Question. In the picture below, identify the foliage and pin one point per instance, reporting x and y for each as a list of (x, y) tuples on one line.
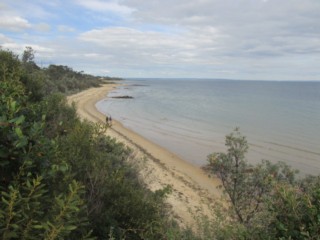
[(265, 201), (61, 178)]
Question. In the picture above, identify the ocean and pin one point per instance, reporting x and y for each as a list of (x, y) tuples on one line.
[(191, 117)]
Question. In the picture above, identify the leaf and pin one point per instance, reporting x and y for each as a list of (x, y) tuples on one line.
[(18, 120), (70, 228), (18, 132), (37, 226)]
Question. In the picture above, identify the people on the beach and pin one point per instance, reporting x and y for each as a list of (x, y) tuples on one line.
[(108, 120)]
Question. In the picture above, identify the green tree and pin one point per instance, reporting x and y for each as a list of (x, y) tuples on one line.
[(247, 187)]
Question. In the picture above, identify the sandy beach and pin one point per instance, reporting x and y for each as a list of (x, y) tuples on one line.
[(192, 190)]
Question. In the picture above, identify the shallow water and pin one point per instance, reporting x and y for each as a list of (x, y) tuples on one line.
[(191, 117)]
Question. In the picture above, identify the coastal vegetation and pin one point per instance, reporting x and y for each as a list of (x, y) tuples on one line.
[(63, 178), (265, 201), (60, 177)]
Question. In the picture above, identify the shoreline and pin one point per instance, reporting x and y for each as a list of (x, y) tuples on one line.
[(192, 189)]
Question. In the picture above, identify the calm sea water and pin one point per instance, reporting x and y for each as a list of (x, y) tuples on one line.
[(281, 120)]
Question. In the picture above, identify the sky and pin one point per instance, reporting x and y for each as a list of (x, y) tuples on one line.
[(229, 39)]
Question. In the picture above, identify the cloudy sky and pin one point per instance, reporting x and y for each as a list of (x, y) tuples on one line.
[(233, 39)]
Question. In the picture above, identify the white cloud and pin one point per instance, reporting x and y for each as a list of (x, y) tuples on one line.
[(43, 27), (13, 23), (106, 6), (64, 28)]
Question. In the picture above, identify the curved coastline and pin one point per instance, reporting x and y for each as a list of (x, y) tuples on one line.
[(191, 188)]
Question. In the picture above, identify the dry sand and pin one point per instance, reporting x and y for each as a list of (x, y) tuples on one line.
[(192, 190)]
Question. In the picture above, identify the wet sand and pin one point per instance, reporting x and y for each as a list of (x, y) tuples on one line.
[(192, 190)]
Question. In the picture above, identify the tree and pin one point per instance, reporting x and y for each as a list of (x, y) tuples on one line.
[(28, 55), (247, 186)]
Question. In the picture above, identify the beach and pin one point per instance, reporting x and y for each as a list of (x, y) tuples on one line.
[(193, 192)]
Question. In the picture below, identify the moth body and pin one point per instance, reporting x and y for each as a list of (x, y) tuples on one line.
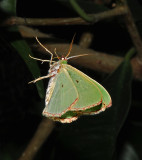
[(70, 92)]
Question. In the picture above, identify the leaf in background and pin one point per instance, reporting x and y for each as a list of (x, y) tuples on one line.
[(94, 137)]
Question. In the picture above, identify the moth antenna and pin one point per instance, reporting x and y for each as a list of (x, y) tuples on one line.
[(56, 53), (78, 56), (70, 46), (45, 49), (42, 60)]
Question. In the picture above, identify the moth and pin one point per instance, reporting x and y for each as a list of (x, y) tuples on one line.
[(70, 92)]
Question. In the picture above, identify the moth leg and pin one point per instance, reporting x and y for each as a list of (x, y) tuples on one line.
[(40, 78), (46, 50)]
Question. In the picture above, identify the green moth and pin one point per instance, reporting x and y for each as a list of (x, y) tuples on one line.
[(70, 92)]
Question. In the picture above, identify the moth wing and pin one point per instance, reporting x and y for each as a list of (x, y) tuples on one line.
[(64, 95), (106, 99), (89, 93)]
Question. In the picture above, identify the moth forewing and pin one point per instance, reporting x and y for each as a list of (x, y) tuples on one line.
[(63, 97), (89, 93)]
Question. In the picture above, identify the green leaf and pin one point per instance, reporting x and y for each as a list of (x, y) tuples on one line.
[(94, 137)]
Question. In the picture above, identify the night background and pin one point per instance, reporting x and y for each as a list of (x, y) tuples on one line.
[(109, 30)]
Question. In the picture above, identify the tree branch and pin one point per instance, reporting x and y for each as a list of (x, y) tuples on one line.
[(65, 21), (97, 61), (132, 29)]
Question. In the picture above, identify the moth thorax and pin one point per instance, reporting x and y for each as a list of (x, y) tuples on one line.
[(54, 69), (49, 90)]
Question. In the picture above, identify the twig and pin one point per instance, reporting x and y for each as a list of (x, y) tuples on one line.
[(80, 11), (43, 131), (64, 21), (132, 29)]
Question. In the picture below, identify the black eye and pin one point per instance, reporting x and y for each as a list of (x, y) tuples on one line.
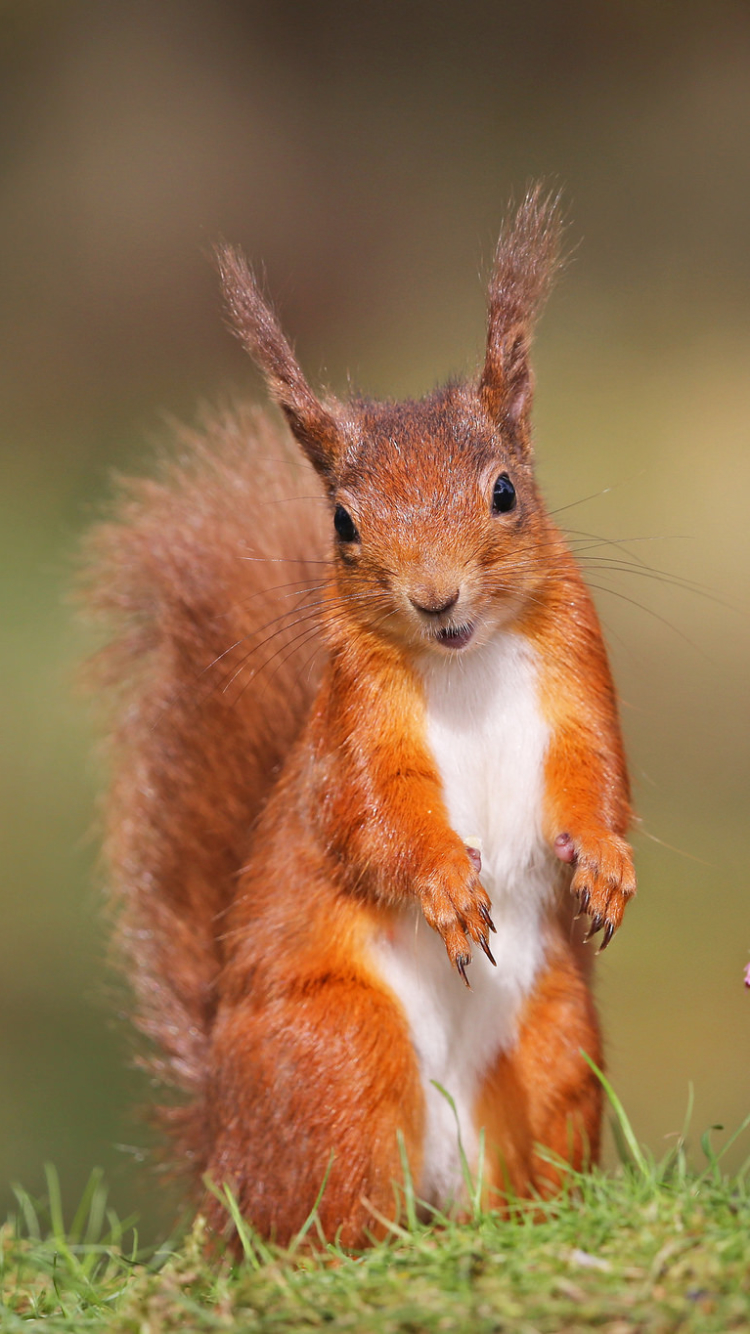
○ ○ ○
- _Exercise prompt_:
Could you please repeat the entries above exactly, with every picture left out?

- _Answer to the problem_:
Question. In the picture below, identify the foliage and pin one point per instance, reporting x and y for each as a list of (x, y) tuples on one line.
[(265, 201), (61, 178)]
Question. In the picture above, identify the ocean and pin one point per instance, reporting x and y for each as a list of (x, y) tuples on one line.
[(191, 117)]
Question. In the picture above, identify the leaf and pin one point per instance, reporting x and y for each as a list of (x, y) tuples on one line.
[(18, 120), (70, 228), (18, 132), (37, 226)]
Question. In the picture above, identify the people on the beach and pin one point per instance, reporting x and y for each as a list of (x, y) tuples on one line.
[(108, 120)]
Question. In the picture above, identify the green tree and pin one point per instance, reporting x and y for each as a list of (x, y) tuples on one line.
[(247, 187)]
Question. In the picture above, identify the sandy beach and pin one point per instance, reporting x and y for each as a list of (x, y) tuples on one line.
[(192, 190)]
Question. In the picture above, identify the shallow water and pin one point per instance, reporting x and y for each as a list of (x, y) tuples on one line.
[(191, 117)]
Question. In the picture above, identify the coastal vegetation and pin one point per instance, reporting x and y for each as a list of (x, y) tuples on one line.
[(63, 178), (265, 201), (60, 177)]
Question. In the picture above, identify the shoreline and pin one point per instance, reporting x and y for each as a list of (x, y) tuples on one line.
[(192, 189)]
Question. In the picture above, identify the calm sea water and pin one point per instance, reporting x and y for each as a list of (x, y) tuples on one line.
[(281, 120)]
Question. In the picture above, identify the sky and pin one point per instance, reporting x and y for each as a list of (x, y) tuples on one line.
[(229, 39)]
Question. In the picture above, identify the cloudy sky and pin one point per instance, reporting x and y for each as a list of (x, y) tuples on one line.
[(233, 39)]
Question. In the picture above, identify the white cloud and pin one point per instance, reporting x and y for each as a list of (x, y) tuples on one line.
[(43, 27), (13, 23), (106, 6), (64, 28)]
Question. In the picture above, identify the curved coastline and pin one point per instance, reporting x and y for each as a list of (x, y) tuples on one line.
[(191, 188)]
Question. In the picture above, identify the dry sand and pin one point per instance, reporting x and y for each as a list of (x, y) tuples on one line.
[(192, 190)]
Question. In the picture above, identify the wet sand and pin one point per instance, reporting x and y for each as a list of (x, y) tuples on one line.
[(192, 190)]
Question. In the picture above, identify the tree and pin one point per instance, reporting x and y for each as a list of (x, y) tuples on one line.
[(28, 55), (247, 186)]
Question. In the picture above, identify the beach and pin one point per instance, reporting x and y for each as a list of (x, y) tuples on one line.
[(193, 192)]
Question. In the picture below, identify the moth body and pin one point per instance, reporting x and y for each as a list of (x, y) tuples on one line.
[(70, 92)]
Question. In the picture above, identify the leaf in background and pin one point per instance, reporting x and y for each as a list of (x, y) tuples on one line.
[(94, 137)]
Question. In the picture above, identify the moth antenna and pin one point per instance, reporting x and y for each as a list of (x, y) tuples on one line.
[(56, 53), (78, 56), (70, 46), (45, 49), (42, 60)]
Question. In the picture above, identify the moth and pin one point per instance, reporting x and y for each as a list of (x, y) tuples on one line.
[(70, 92)]
Question. In the picture above, identify the moth leg and pin one point per instance, reporting x and y for each as a list of (x, y) tuples on one line.
[(40, 78), (46, 50)]
Question. In the picture above, identify the green moth and pin one point per instance, reporting x and y for each as a list of (x, y) tuples on one line.
[(70, 92)]
Question. In the picture above, identify the moth wing and pin one point per instance, reporting x and y for each as a list of (x, y) tuples on one line.
[(64, 95), (106, 99), (89, 93)]
Question. In the picture above, identify the moth forewing and pin one point per instance, reporting x and y for each as a list of (x, y) tuples on one line.
[(63, 97), (89, 93)]
Question. In the picture above, identify the green leaf and pin one point per instance, reporting x and y for each as a list of (x, y) tuples on one line.
[(94, 137)]
Question. In the picture above, identify the night background and pin one point per instance, reporting x and y for each as a list of (x, y) tuples on one line.
[(109, 30)]
Question. In the picture above, identify the tree branch and pin one point per instance, reporting x and y for each as a list of (x, y) tuples on one line.
[(65, 21), (97, 61), (132, 29)]
Question. In the picture above, identify the moth thorax and pin one point per instance, reporting x and y for each as a list of (x, y) tuples on one line.
[(54, 69), (49, 90)]
Question. In the picture above, identify the twig and pin one point per instance, reporting x and y for each as a list of (x, y) tuples on one line.
[(80, 11), (43, 131), (64, 21), (132, 29)]
Question. In the picture below, identify the black eye and pin one point per instance, reporting x and y for each as a list of (x, y) tuples on one line.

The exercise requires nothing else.